Sofia Coppola é mais um nome de peso que estabelece parceria com os serviços de streaming. O mercado sofreu nos últimos anos e com a pandemia algumas mudanças surgiram para resignificar o que chamamos de "indústria cinematográfica". O filme de Sofia Coppola ganha estreia na Apple TV+ reforçando a troca da tela grande por uma bem menor. Se o mundo cinematográfico mudou de forma mais intensa por conta do vírus, um aspecto permanece intacto: a sensação de leveza que a diretora proporciona ao espectador.
Na trama Laura vive um bloqueio criativo típico de muitas escritoras e ainda precisa dar conta da casa e educação das filhas. O marido vive em reuniões de trabalho e quase não a escuta. É neste momento que entra a figura paterna, para amparar a filha e propor uma mini investigação. Félix e Laura seguem os passos de Dean e entre jantares e uma viagem inesperada resgatam sentimentos adormecidos do passado. O roteiro de Sofia toca em subtramas corriqueiras como levar a filha mais velha para a escola, escutar o desabafo de outras mães, olhar para a tela em branco do computador e procrastinar até enfrentar os problemas de frente, tudo focado no olhar feminino. Porém, o que movimenta os atos é o relacionamento entre pai e filha. Laura guarda mágoas e não consegue perdoar o pai pelas traições e sofrimentos causados na família. Sofia desenvolve diálogos que inserem constantemente o espectador na trama. Apesar de existir uma sensação de que nada acontece na trama, o nada mais é do que a rotina. Qual é a rotina que possui reviravoltas ?

▬▬▬

#### SUAS TAREFAS
• 1. No texto sobre o filme de Sofia Coppola, em qual serviço de streaming o filme estreia?
• 2. Transcreva, do texto sobre o filme de Sofia Coppola, o trecho de "Sofia Coppola é" até "proporciona ao espectador.", sem mudar nada.

Dados de localização com um ponto por instância:
▬▬▬

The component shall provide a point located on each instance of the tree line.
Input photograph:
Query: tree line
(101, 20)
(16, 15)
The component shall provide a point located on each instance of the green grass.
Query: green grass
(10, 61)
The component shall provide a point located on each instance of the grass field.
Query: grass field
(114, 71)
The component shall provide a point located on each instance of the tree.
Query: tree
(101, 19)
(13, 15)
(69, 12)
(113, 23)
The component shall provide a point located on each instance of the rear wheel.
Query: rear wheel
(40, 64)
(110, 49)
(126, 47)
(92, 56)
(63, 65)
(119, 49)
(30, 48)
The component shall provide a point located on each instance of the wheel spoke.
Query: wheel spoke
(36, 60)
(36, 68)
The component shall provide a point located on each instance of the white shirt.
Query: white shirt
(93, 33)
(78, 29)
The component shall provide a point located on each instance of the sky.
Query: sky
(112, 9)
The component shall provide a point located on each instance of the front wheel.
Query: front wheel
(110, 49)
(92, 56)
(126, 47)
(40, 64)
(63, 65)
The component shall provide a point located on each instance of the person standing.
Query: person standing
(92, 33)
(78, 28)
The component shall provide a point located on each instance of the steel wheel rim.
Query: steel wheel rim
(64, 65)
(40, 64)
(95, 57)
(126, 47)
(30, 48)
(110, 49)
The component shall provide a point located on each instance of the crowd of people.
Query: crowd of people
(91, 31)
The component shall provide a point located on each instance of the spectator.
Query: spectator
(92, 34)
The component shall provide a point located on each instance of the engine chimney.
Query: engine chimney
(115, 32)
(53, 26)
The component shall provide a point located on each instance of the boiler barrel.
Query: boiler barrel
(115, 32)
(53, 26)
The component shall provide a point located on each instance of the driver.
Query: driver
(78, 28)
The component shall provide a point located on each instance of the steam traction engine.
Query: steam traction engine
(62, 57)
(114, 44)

▬▬▬

#### RESPOSTAS EM ORDEM
• 1. Na Apple TV+.

• 2.
Sofia Coppola é mais um nome de peso que estabelece parceria com os serviços de streaming. O mercado sofreu nos últimos anos e com a pandemia algumas mudanças surgiram para resignificar o que chamamos de "indústria cinematográfica". O filme de Sofia Coppola ganha estreia na Apple TV+ reforçando a troca da tela grande por uma bem menor. Se o mundo cinematográfico mudou de forma mais intensa por conta do vírus, um aspecto permanece intacto: a sensação de leveza que a diretora proporciona ao espectador.